Re: Why Range doesn't work for LDP "paging" (cf 2NN Contents-of-Related)

On 09/16/2014 04:10 AM, "Martin J. Dürst" wrote:
> Hello Sandro, others,
>
> On 2014/09/16 10:13, Sandro Hawke wrote:
>> Earlier today the LDP Working Group discussed the matter of whether we
>> could use range headers instead of separate page URIs.  Use of Range
>> headers was suggested on this list recently.
>>
>> Our conclusion was still "no", for the following reasons. Please let us
>> know if you see a good solution to any/all of them:
>>
>> 1.  We don't know how the server would initiate use of Range. With our
>> current separate-page design, the server can do a 303 redirect to the
>> first page if it determines the representation of the entire resource is
>> too big.   The question here is what to do when the client didn't
>> anticipate this possibility.  True, the 303 isn't a great solution
>> either, since unprepared clients might not handle it well either.
>> Perhaps one should give a 4xx or 5xx when the client asks for a giant
>> resource without a range header...?   But there's no "representation too
>> big" code defined.
>
> Can't you still use a 303 if there's no indication that the client 
> understands tuple ranges?
>

What Location would the 303 redirect to?   With Range, the individual 
sub-parts wouldn't have their own URIs.

Maybe it would redirect to a page which explained that the resource was 
too big, and gave some metadata, possibly including the first few and 
last few elements.

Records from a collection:
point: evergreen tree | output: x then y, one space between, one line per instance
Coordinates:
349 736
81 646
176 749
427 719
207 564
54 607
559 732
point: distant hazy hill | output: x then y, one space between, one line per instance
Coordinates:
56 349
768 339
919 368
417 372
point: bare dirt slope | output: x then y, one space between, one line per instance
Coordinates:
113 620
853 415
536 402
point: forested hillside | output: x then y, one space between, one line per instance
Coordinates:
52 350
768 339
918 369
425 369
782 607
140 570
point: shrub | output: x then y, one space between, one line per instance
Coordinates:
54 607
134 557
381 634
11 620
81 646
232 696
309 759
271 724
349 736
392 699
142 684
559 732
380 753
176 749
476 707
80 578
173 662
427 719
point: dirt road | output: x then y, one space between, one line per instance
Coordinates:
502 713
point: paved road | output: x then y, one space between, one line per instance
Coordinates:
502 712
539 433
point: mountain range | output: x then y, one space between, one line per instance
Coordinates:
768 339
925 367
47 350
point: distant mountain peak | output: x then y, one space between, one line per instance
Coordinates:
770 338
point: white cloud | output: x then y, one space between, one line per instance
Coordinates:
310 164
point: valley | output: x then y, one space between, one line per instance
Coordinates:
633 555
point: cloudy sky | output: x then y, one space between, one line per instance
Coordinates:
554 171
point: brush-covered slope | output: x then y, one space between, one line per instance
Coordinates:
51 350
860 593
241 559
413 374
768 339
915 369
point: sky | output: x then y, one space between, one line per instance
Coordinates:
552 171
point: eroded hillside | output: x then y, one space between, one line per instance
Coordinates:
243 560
--
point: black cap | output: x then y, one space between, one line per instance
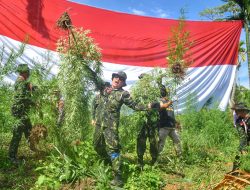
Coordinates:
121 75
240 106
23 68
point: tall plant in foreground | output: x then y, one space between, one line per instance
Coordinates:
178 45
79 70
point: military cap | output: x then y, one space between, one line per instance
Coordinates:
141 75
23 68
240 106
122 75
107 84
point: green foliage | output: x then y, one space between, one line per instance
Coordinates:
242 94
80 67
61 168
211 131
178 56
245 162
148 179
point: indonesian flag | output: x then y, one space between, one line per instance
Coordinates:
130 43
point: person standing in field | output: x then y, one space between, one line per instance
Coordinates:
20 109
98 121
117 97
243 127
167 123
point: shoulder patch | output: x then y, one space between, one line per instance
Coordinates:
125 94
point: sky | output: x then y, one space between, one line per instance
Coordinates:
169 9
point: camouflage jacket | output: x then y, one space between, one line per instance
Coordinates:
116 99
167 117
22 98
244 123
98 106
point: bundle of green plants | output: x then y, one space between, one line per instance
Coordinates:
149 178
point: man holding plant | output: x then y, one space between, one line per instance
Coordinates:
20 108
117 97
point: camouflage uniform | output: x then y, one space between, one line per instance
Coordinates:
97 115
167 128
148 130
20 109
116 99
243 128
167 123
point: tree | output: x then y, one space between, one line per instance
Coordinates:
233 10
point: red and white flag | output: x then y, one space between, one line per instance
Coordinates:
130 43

* [What you have to do] List every HTTP status code or status code class that appears in the forum message about Range headers and LDP paging, including its subject line.

* [Answer for the task] 2NN, 303, 4xx, 5xx